Extrait fourni:
╔══

La Licence Art Libre est la première licence libre réellement conséquente pour les contenus <28. Depuis 2001 il existe le projet Creative Commons qui présente un panel de licences inspirées du mouvement Open-Source. Une seule se rapproche de la Licence Art Libre qui peut être qualifiée de « copyleft », c’est la Share Alike By Attribution (i.e. : Paternité et Partage des Conditions Initiales à l’Identique) mais uniquement dans sa version 2.0 29. Les autres ne sont pas libres, au sens du logiciel libre et du copyleft, car elles ne garantissent pas les libertés offertes par le copyleft. Par exemple, celle qui n’autorise pas les modifications, ou celle qui interdit le commerce en autorisant les modifications, ou encore celle qui autorise les modifications mais interdit le commerce, etc.
En tout, vous avez le choix entre 6 licences, dont une seule est copyleft dans sa version 2.0.

Je ne vais pas m’étendre sur les problèmes que posent cette politique du libre choix dans le choix du libre. Juste vous dire que Copyleft Attitude a de bonnes relations avec Creative Commons et que nous avons travaillé ensemble pour rendre entièrement compatible, la LAL et la CC BY-SA.
Cette compatibilité est implicite, mais la formaliser explicitement dans les textes est beaucoup plus difficile en réalité. Seule une décision politique de part et d’autre pourrait rendre possible cette compatibilité 30.

Un bon conseil : choisissez la LAL, elle est facile à comprendre, réellement copyleft, et très efficiente. Comme elle s’appuie sur le droit français elle n’a pas besoin d’être adaptée pour avoir une dimension internationale 31.

╚══

Données fournies:
╔══

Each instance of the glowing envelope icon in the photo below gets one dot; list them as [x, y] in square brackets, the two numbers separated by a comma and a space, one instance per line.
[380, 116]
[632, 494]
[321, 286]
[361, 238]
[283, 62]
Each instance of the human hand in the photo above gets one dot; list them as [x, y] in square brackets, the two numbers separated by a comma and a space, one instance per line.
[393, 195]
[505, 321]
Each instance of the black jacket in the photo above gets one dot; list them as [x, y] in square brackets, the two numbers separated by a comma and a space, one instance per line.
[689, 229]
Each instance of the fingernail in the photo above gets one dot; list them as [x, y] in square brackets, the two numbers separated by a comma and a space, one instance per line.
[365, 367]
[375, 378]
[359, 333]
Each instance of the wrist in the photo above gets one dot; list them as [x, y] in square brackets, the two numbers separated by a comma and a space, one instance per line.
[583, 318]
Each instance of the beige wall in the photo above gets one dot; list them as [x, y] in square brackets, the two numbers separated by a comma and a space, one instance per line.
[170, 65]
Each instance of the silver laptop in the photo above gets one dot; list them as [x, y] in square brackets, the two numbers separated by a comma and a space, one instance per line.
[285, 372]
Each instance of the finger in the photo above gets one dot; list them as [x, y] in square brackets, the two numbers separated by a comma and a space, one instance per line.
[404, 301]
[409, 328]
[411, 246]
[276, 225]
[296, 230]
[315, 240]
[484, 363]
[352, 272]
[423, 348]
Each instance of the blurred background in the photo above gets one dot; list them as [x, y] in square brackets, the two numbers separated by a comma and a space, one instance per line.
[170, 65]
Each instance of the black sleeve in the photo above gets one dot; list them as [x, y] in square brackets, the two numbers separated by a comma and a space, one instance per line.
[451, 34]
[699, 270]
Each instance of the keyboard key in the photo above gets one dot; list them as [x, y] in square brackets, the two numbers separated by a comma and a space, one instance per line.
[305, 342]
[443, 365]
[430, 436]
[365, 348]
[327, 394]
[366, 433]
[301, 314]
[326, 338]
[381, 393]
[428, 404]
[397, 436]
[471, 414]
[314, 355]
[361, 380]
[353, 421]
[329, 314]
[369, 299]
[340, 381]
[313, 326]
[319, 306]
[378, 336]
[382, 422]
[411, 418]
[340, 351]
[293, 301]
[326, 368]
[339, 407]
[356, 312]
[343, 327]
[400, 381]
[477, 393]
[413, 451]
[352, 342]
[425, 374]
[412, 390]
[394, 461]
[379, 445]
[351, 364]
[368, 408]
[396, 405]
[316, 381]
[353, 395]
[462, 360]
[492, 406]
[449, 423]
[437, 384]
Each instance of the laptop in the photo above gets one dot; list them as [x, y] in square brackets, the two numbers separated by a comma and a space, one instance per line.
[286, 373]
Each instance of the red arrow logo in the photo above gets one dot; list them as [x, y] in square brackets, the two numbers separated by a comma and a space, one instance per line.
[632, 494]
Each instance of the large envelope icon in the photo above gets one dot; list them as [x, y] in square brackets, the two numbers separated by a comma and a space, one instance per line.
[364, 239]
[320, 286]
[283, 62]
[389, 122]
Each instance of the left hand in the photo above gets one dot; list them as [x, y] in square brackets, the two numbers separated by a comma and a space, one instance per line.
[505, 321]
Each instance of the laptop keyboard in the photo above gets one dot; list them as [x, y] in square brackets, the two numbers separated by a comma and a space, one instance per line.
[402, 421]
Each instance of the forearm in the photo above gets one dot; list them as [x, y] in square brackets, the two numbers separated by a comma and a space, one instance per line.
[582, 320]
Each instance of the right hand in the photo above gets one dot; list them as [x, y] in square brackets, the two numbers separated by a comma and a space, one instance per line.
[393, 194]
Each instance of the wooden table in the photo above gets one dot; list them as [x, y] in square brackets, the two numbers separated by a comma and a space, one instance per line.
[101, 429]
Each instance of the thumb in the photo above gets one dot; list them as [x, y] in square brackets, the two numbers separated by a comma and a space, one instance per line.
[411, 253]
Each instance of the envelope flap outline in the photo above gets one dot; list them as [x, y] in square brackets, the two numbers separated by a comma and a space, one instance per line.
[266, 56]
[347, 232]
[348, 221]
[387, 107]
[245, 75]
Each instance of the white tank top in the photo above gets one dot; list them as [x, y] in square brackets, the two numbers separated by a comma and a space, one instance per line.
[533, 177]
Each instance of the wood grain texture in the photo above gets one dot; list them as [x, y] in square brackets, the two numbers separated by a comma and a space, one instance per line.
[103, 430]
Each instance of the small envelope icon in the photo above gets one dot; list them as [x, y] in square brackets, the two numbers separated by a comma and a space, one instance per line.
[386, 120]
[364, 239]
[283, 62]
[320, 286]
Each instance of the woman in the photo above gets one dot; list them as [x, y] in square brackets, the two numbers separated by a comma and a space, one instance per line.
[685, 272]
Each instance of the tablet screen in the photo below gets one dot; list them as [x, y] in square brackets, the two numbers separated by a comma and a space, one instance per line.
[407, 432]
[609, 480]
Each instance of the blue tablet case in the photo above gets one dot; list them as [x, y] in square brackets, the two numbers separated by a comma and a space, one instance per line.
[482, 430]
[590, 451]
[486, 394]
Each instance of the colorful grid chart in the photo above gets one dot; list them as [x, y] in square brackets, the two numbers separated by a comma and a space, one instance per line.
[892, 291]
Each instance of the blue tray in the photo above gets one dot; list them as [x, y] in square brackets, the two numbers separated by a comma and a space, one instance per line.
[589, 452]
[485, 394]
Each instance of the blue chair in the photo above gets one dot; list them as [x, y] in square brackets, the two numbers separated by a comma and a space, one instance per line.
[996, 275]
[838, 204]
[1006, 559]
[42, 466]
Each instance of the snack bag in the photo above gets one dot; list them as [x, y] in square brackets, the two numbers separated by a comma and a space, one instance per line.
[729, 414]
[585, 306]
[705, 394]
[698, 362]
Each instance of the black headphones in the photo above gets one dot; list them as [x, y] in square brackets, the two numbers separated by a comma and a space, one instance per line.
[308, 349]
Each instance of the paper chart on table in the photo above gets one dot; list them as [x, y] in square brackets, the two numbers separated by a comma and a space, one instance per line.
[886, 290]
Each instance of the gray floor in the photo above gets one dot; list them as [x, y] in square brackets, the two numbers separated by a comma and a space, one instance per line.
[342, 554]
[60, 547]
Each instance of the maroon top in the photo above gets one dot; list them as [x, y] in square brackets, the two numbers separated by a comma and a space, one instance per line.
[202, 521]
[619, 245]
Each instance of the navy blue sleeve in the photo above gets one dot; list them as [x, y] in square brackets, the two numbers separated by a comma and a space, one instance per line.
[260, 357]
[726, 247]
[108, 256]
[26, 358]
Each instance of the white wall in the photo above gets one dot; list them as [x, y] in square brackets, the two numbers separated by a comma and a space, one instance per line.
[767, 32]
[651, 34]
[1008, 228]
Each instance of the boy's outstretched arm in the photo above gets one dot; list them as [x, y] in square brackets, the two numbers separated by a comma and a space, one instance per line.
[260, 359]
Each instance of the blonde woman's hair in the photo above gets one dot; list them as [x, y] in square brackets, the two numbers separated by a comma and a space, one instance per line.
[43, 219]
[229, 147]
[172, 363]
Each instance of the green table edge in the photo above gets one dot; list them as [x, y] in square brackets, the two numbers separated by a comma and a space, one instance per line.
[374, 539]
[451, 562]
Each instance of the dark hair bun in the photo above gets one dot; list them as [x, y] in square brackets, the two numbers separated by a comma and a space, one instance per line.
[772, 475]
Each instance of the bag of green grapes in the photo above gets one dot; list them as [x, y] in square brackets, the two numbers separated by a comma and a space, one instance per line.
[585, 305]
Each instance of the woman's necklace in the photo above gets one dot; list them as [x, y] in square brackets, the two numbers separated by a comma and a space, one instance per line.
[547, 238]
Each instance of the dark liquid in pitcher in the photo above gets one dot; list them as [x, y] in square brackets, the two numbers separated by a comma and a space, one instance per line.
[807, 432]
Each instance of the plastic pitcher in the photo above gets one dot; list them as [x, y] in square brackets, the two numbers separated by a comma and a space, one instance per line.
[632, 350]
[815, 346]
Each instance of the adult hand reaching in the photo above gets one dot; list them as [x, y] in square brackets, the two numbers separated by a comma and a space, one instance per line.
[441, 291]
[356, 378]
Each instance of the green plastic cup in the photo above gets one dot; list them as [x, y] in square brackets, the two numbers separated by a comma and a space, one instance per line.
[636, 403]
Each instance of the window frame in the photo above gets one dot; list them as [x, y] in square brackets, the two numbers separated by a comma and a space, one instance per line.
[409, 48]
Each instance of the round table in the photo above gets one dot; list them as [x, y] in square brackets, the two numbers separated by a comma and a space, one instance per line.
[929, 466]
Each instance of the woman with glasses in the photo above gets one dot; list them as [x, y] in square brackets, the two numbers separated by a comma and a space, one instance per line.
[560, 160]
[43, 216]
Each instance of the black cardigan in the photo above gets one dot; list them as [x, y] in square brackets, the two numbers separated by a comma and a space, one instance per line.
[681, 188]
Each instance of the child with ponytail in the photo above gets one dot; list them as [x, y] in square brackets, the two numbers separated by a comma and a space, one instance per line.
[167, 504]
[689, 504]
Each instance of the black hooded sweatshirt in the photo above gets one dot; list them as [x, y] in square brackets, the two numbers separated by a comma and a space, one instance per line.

╚══

Exercices à traiter:
a. Recopiez mot pour mot l'extrait sur la Licence Art Libre, en commençant à « La Licence Art Libre est » et en terminant à « sa version 2.0. ».
b. Énumérez les exemples de licences non libres cités dans l'extrait sur la Licence Art Libre.
Les entrées fournies n'ont aucun lien avec l'extrait sur la Licence Art Libre.

Réponses:
a.
La Licence Art Libre est la première licence libre réellement conséquente pour les contenus <28. Depuis 2001 il existe le projet Creative Commons qui présente un panel de licences inspirées du mouvement Open-Source. Une seule se rapproche de la Licence Art Libre qui peut être qualifiée de « copyleft », c’est la Share Alike By Attribution (i.e. : Paternité et Partage des Conditions Initiales à l’Identique) mais uniquement dans sa version 2.0 29. Les autres ne sont pas libres, au sens du logiciel libre et du copyleft, car elles ne garantissent pas les libertés offertes par le copyleft. Par exemple, celle qui n’autorise pas les modifications, ou celle qui interdit le commerce en autorisant les modifications, ou encore celle qui autorise les modifications mais interdit le commerce, etc.
En tout, vous avez le choix entre 6 licences, dont une seule est copyleft dans sa version 2.0.

b.
- celle qui n'autorise pas les modifications
- celle qui interdit le commerce en autorisant les modifications
- celle qui autorise les modifications mais interdit le commerce